● **Task prompt**:
Copy all of the following material word for word, leaving out the pictures.

● **Image region labeling entries**:
▬▬▬▬▬▬
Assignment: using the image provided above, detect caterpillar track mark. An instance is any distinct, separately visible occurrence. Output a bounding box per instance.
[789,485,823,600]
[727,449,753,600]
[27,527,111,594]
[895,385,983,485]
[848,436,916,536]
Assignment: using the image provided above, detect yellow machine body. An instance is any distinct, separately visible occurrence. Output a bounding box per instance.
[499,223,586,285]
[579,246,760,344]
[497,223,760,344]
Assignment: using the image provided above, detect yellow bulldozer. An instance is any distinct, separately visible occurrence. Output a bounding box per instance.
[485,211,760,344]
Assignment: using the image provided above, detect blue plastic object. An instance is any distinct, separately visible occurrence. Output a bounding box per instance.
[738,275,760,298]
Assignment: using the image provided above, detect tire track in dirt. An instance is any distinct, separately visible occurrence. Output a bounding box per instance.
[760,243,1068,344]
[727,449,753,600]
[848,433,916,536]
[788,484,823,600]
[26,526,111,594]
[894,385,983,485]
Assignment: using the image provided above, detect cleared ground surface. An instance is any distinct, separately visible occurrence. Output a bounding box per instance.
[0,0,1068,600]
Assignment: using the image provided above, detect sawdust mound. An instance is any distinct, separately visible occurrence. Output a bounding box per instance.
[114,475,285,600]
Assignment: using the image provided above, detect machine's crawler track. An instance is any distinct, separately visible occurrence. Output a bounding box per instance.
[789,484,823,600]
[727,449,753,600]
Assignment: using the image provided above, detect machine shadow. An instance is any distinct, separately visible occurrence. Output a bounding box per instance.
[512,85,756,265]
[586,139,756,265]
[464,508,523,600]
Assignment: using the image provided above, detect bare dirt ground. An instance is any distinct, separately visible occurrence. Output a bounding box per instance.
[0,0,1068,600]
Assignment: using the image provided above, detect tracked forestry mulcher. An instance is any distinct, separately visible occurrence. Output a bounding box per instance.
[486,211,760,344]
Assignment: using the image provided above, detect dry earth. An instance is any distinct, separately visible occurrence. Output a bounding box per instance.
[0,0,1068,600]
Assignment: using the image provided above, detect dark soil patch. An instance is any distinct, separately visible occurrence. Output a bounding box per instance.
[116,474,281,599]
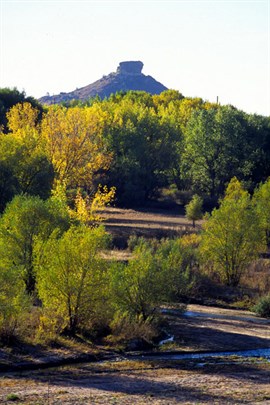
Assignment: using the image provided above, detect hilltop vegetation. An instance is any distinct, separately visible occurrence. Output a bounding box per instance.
[0,89,270,344]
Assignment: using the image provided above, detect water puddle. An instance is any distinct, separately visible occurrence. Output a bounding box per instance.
[183,311,269,324]
[141,348,270,361]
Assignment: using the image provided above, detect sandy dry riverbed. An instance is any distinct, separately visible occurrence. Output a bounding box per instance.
[0,305,270,405]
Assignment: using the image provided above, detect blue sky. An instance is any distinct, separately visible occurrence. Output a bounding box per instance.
[0,0,270,115]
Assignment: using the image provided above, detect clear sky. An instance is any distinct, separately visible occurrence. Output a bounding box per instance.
[0,0,270,115]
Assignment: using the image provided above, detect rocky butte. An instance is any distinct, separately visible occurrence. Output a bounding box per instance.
[39,61,168,104]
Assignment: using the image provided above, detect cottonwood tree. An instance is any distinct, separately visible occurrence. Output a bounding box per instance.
[252,178,270,242]
[200,177,265,286]
[36,226,108,335]
[186,194,203,228]
[0,195,69,295]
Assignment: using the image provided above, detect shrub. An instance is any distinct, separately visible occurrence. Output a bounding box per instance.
[254,294,270,318]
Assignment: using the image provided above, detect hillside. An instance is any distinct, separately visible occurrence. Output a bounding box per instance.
[39,61,167,104]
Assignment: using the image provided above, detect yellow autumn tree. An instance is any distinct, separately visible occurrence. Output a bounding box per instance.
[42,106,111,190]
[41,104,115,223]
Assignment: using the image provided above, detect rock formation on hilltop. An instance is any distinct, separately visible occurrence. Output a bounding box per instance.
[39,61,167,104]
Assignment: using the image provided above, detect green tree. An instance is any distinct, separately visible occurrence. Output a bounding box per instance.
[182,106,256,199]
[200,178,265,286]
[0,196,69,295]
[0,256,30,343]
[252,178,270,242]
[186,194,203,228]
[36,226,108,335]
[104,94,179,205]
[0,87,43,133]
[111,241,164,322]
[0,103,54,211]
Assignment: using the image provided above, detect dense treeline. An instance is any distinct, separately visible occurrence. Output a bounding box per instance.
[0,90,270,209]
[0,89,270,341]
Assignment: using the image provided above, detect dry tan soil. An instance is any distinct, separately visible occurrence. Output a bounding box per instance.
[0,306,270,405]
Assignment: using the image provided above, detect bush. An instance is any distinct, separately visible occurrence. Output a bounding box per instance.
[253,294,270,318]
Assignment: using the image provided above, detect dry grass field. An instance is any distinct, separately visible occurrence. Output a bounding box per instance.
[0,208,270,405]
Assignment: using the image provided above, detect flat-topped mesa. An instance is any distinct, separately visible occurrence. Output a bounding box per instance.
[117,61,143,75]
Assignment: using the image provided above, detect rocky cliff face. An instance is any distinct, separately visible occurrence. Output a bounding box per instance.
[39,61,167,104]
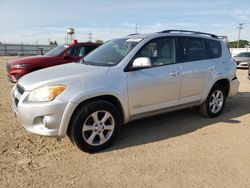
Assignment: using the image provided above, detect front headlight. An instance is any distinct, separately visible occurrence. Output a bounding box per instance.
[12,64,30,69]
[27,85,66,102]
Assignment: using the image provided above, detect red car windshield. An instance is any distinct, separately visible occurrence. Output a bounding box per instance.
[44,44,69,57]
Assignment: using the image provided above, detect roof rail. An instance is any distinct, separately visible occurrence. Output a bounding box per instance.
[127,33,140,36]
[159,29,218,38]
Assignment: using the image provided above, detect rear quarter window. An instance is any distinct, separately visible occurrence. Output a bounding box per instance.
[180,37,207,62]
[205,39,221,59]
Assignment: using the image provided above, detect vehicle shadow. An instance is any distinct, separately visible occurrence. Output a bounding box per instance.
[103,92,250,152]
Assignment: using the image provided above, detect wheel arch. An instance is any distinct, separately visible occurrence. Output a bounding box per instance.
[66,94,126,136]
[200,78,230,104]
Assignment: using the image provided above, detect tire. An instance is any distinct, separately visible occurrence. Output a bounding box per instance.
[68,100,122,153]
[199,84,226,118]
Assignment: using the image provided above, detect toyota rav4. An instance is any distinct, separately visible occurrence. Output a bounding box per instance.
[12,30,239,152]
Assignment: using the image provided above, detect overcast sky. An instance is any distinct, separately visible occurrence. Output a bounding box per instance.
[0,0,250,44]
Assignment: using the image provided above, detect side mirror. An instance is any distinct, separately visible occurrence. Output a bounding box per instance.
▬▬▬▬▬▬
● **The output**:
Assignment: using the image provided above, detect caterpillar track mark. An instance is any distinct, separately visible occurrence. Output a bounding box per instance.
[789,485,823,600]
[727,449,753,600]
[27,527,111,594]
[895,385,983,485]
[848,436,916,536]
Assignment: using the image provided above, detect yellow machine body. An instance is any distinct, separately visible occurrence. Output a bounding box per instance.
[499,223,586,285]
[579,246,760,344]
[497,223,760,344]
Assignment: using the image provided above, detect yellow bulldozer. An instance is any distinct, separately visible occurrence. Output a bounding box per instance.
[485,211,760,344]
Assignment: using the image provided above, detect blue plastic object. An instance is any distinct, separately visible occurrence. Output a bounding box per instance.
[738,275,760,298]
Assignment: using the image provided above, detect tire track in dirt. An instance is any distinct, separately visible occurrence. Output a bounding box per instance.
[760,243,1068,344]
[727,449,753,600]
[848,433,916,536]
[788,484,823,600]
[26,526,111,594]
[894,385,983,485]
Assignment: using the image provided above, detect cleared ground surface. An instance is any distinct, separately visible occurrence. Output a bounding box per instance.
[0,0,1068,600]
Assignment: using the image provided above, detect sawdust mound. An instance is any distinct, separately visible occurrence. Output a bounding box per instance.
[114,475,285,600]
Assignment: using the image provided above, detect machine's crawler track. An instance is any distinct, separately visible occurrence. Output a bounding box per instance.
[789,484,823,600]
[727,449,753,600]
Assignment: using the image provided above, detect machine shadow. An instance is any distinct, separately visible occurrence. Output a bounding box per instance.
[512,85,756,265]
[586,139,756,265]
[464,508,523,600]
Assignment: using the image provided above, detect bare dirt ground. An instance is any distinct, separately visible occurrence. Output a bounding box per instance.
[0,0,1068,600]
Assignment: using the image provided above, detect tracked forestry mulcher. An instance is any distinct, separately visible occurrence. Output a bounding box per instance.
[486,211,760,344]
Assignment: using the image provided above, detect dry earth. An instance is any distinct, separately visible occurrence. Output a bounding box per instance.
[0,0,1068,600]
Assignment: using the image provided above, detect dark soil patch. An instance is any distinct, separately visible occurrence. Output a bounding box per instance.
[116,474,281,599]
Assignment: using the image provided above, detect hilltop vegetation. An instance is any distinct, separately visible occurrence. Output a bounding box per instance.
[0,89,270,344]
Assignment: using the image provided above, detect water puddle. An instance is any distinct, separately visible occurrence. Output a bounding box per instance.
[183,311,269,324]
[141,348,270,361]
Assignment: using the image provided above, detect sandy dry riverbed. An instance is any distinct, separately visible occurrence. Output a bounding box per instance.
[0,305,270,405]
Assignment: using the image provided above, detect blue sky. An instance is any distinct, separately visible occurrence. Output a bounding box per instance.
[0,0,270,115]
Assignment: using the image provided above, detect clear sky. An instance is any distinct, separately visible occurrence. Output a bounding box per instance.
[0,0,270,115]
Assignment: using the image provided above, detect rocky butte. An instance is any distinct, separately visible occurrence. Output a bounding box per instance.
[39,61,168,104]
Assignment: using the image provided above, detect cottonwood tree. An instance is any distinct, separately visible occurrence. Output a bounding box per instance.
[252,178,270,242]
[200,177,265,286]
[36,226,108,335]
[186,194,203,228]
[0,195,69,295]
Assignment: using the image provided above, detect shrub. An instance is any distinct, separately visible occurrence. Output a bounding box per instance.
[254,294,270,318]
Assignment: using the image provided above, detect hillside. An instance is any distinct, separately visible occurrence. Output a bounding box per instance.
[39,61,167,104]
Assignment: using the image provided above, detect yellow autumn tree. An instance is any distinct, separately visible occurrence. Output a bounding box per instance.
[42,106,111,190]
[41,104,115,223]
Assignment: using the image provided above, detect rock formation on hilltop. An instance is any distinct, separately visible occurrence. Output a bounding box per instance.
[39,61,167,104]
Assignment: using the image provided above, detect green tree. An instance is any distinct, separately visible occurrence. Output a bounding box per instance.
[182,106,256,199]
[200,178,265,286]
[0,196,69,295]
[0,256,30,343]
[252,178,270,242]
[186,194,203,228]
[36,226,108,335]
[104,94,179,205]
[0,87,43,133]
[111,241,164,322]
[0,103,54,211]
Assignment: using the image provided above, detect dense treeline. An instance is any distinct, separately visible occurrence. Output a bounding box per instance.
[0,90,270,209]
[0,89,270,341]
Assignment: using the image provided above, detect dry tan soil. An instance is any distinct, separately visible occurrence. Output a bounding box per instance.
[0,306,270,405]
Assignment: using the image provided above, detect bush. An instance is any distinct, separately visible occurrence. Output a bounding box per instance.
[253,294,270,318]
Assignment: using the image provided above, detect dry grass field. An instance is any distinct, separately visible occurrence. Output a bounding box per instance.
[0,208,270,405]
Assignment: using the image provided above, detect flat-topped mesa. An instance is any distinct, separately visible occurrence. Output a bounding box per instance.
[117,61,143,75]
Assignment: using the image provided above, detect rocky cliff face. An instance is any distinct, separately visible occurrence. Output a bounding box per instance.
[39,61,167,104]
Assignment: using the image provided above, detect front headlight. An instance is any distinct, separately visible occurrence. Output a bounding box per instance.
[12,64,30,69]
[27,85,66,102]
Assignment: using the image provided above, detect red car windshield. An instance is any distinct, separately visible occurrence. Output a bounding box per instance.
[44,44,69,57]
Assignment: using the image provided above, detect roof rail. An instance is any distinct, separately visible occurrence. Output a bounding box per instance.
[127,33,140,36]
[159,29,218,38]
Assignment: using the image provided above, detect rear quarter window. An instance is any distinct, separately visible occurrence. Output a bounding box per instance.
[180,37,207,62]
[205,39,221,59]
Assignment: using the image provided above, detect vehicle shadow. An instance is any distinct, separately visible occurrence. Output a bounding box per instance.
[103,92,250,152]
Assignment: using the image provided above, detect wheel arch. An instance is any distinct, separately visible occurrence. Output a bounding box per instance.
[66,94,126,136]
[200,78,230,104]
Assignment: using the image provided above, detect tire. An instance is any distinct, separately visible occurrence. Output a bounding box per instance.
[68,100,122,153]
[199,84,226,118]
Assignment: using the image provided above, detect toyota rav4. An instance is any distinct, separately visible occurrence. Output a bounding box per instance.
[12,30,239,152]
Assignment: using the image provided above, detect overcast sky. An instance is any distinct, separately visible occurrence. Output a bounding box per instance.
[0,0,250,44]
Assignment: using the image provided above, detect side mirror. An instance is any distinct, separately visible occurrence. Output a bounding box per instance.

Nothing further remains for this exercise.